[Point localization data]
-=-=-

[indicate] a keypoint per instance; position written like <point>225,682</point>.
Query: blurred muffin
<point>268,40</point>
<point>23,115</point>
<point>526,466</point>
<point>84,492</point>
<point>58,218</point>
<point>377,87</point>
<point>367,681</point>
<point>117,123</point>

-=-=-

PROMPT
Each entry needs to be given again exactly as it stands.

RESULT OF THE EXERCISE
[indicate] a keypoint per instance; position written like <point>225,682</point>.
Query: blurred muffin
<point>268,40</point>
<point>23,115</point>
<point>526,466</point>
<point>84,492</point>
<point>58,218</point>
<point>377,87</point>
<point>367,681</point>
<point>117,123</point>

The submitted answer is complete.